◆ DOCUMENT SOURCE:
════════════════

Que pensez-vous, donc, de cette rencontre entre science, histoire et fantaisie ?

Linda : Les personnages attirent le regard et permettent à l’auteur d’aborder des sujets riches tout en créant une histoire pleine d’aventures, de dangers sous-jacents en plaçant la recherche scientifique au cœur du récit. C’est un procédé vraiment pertinent. Le texte se veut assez long pour intéresser le lecteur un peu plus grand qui pourrait se détourner du format l’album, trop souvent destiné aux jeunes enfants. Ici le support permet d’éveiller la curiosité, de la nourrir tant au travers du texte que de l’image.

Colette : J’ai parfois trouvé le « prétexte » à l’évocation de la découverte scientifique tiré par les cheveux : la foire aux fromages dans Einstein n’a pas constitué pour moi une raison suffisante pour pousser notre petite souris à déployer tant d’énergie, tant d’effort, tant d’ingéniosité pour comprendre la théorie de la relativité et créer une machine à remonter le temps – et pourtant je me délecte de toutes sortes de fromages ! J’ai préféré l’élément déclencheur de la quête de Peter dans Edison : une vieille carte, un trésor à retrouver, un passé familial glorieux, voilà qui a le don de m’entraîner dans l’aventure ! De manière générale, je trouve que la structure des albums de Torben Kuhlmann nous invite à pousser la porte du passé et des progrès techniques qui jalonnent l’histoire de l’humanité à la manière d’une enquête, qui progresse étape par étape. L’auteur allie science, histoire et fantaisie avec aisance et maîtrise. Il me semble que les illustrations jouent beaucoup dans la construction de cette cohérence, ce sont les illustrations qui d’après moi rendent cette alliance plausible, crédible (alors qu’en fait si on y réfléchit bien, c’était un pari risqué : des souris qui aident les plus grands scientifiques du monde à aller au bout de leurs idées géniales, hum, hum, c’est complètement dingue !

════════════════

◆ LIGNES DE DONNÉES:
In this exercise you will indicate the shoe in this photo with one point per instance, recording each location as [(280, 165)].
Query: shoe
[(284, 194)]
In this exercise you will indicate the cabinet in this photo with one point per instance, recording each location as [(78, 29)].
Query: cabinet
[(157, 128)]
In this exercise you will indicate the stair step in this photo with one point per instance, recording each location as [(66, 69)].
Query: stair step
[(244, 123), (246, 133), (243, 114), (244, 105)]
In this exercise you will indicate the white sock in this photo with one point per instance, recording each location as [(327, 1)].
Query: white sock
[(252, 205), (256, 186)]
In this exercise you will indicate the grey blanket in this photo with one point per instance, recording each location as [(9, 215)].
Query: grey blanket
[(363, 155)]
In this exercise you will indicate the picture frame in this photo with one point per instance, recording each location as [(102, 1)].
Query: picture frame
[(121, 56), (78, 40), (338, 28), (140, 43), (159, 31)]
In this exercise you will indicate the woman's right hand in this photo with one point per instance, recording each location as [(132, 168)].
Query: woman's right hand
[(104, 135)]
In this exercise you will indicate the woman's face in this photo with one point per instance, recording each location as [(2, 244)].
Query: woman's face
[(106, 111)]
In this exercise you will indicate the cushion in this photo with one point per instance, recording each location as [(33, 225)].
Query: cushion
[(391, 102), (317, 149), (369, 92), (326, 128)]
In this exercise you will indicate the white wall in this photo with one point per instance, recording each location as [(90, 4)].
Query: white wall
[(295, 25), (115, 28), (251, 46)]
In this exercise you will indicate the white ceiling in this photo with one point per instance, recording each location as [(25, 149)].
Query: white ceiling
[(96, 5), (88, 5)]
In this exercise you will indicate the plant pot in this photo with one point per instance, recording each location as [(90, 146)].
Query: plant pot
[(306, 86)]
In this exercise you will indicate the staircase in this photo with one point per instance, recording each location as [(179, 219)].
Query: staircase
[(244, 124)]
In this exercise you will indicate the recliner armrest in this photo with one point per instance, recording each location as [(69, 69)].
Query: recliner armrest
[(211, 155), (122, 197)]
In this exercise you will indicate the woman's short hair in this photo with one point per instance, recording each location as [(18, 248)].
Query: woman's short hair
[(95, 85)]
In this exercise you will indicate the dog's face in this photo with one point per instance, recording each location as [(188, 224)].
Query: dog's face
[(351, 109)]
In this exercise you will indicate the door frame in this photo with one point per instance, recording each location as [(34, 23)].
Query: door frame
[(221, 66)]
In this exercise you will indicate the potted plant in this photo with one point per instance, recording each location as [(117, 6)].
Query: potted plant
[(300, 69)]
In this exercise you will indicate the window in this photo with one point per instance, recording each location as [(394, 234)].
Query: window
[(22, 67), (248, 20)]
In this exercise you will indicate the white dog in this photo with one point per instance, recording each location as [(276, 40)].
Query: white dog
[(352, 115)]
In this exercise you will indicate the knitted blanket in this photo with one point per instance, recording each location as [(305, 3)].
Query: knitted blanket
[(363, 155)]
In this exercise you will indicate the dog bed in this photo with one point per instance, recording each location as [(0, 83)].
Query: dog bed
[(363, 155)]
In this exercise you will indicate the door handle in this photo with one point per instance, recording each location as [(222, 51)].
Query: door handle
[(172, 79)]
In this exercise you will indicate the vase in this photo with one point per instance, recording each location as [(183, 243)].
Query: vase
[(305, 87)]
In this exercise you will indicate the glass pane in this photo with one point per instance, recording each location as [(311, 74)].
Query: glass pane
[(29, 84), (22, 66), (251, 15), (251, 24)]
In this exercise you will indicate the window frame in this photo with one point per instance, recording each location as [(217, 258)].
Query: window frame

════════════════

◆ LISTE DES TÂCHES:
a: Selon Colette, dans l'échange sur les albums de Torben Kuhlmann, qu'est-ce qui déclenche la quête de Peter dans Edison ?
b: Rédigez la suite de l'échange sur les albums de Torben Kuhlmann en reprenant après sa dernière phrase.

◆ RÉSULTATS DE L'EXERCICE:
a: Une vieille carte, un trésor à retrouver et un passé familial glorieux.

b:
Isabelle : Oui, cela reste une fiction un peu décalée, mais très sérieusement, en tant que chercheuse, je trouve qu’elle montre comme rarement les côtés les plus chouettes de la science : la soif de comprendre, les cogitations et expériences ratées face à des problèmes qui peuvent paraître insolubles, la recherche d’hypothèses plausibles, l’exaltation de l’expérimentation et de l’exploration de territoires inconnus… Le fait que cela soit raconté à hauteur de souris lui permet, en plus, de mettre en scène ce cheminement scientifique comme une aventure impliquant des bonds vertigineux et la fuite de redoutables prédateurs. Et mine de rien, pris dans ce flot de péripéties, on remarque à peine qu’on apprend une foule de choses.

L’univers graphique de cet auteur m’a semblé très singulier. Comment l’avez-vous trouvé ?

Linda : Je trouve la mise en page très dynamique. L’alternance d’illustrations pleine page, d’accumulation de vignettes ou de double pages crée la surprise à chaque page tournée. Très réaliste, le dessin de Kuhlmann regorge de détails qu’on prend plaisir à chercher et à trouver avec plus ou moins de facilité. C’est un vrai plaisir pour les yeux ! Chaque album prend des airs de journal de recherches avec ses croquis, photographies et textes.

Colette : Je me suis aussi délectée des doubles pages qui nous offrent de vastes paysages, peints avec une précision d’horloger. Certaines pages en appellent à l’infiniment grand, d’autres nous ramènent au minuscule. Il y a un véritable mélange de styles entre cases de bande-dessinée, photographie polaroïd, double page sans texte, pages de croquis, imitation de documents anciens… Il y a un petit côté grimoire avec ces albums, renforcé par la matérialité du livre, son épaisseur, sa belle couverture rigide. L’artiste joue aussi souvent des cadrages, avec des alternances de gros plans et de plans généraux qui invitent le regard à explorer l’espace avec curiosité, avidité comme les personnages le font avec leurs inventions. Pour moi les images de Torben Kuhlmann sont un univers à part entière à explorer.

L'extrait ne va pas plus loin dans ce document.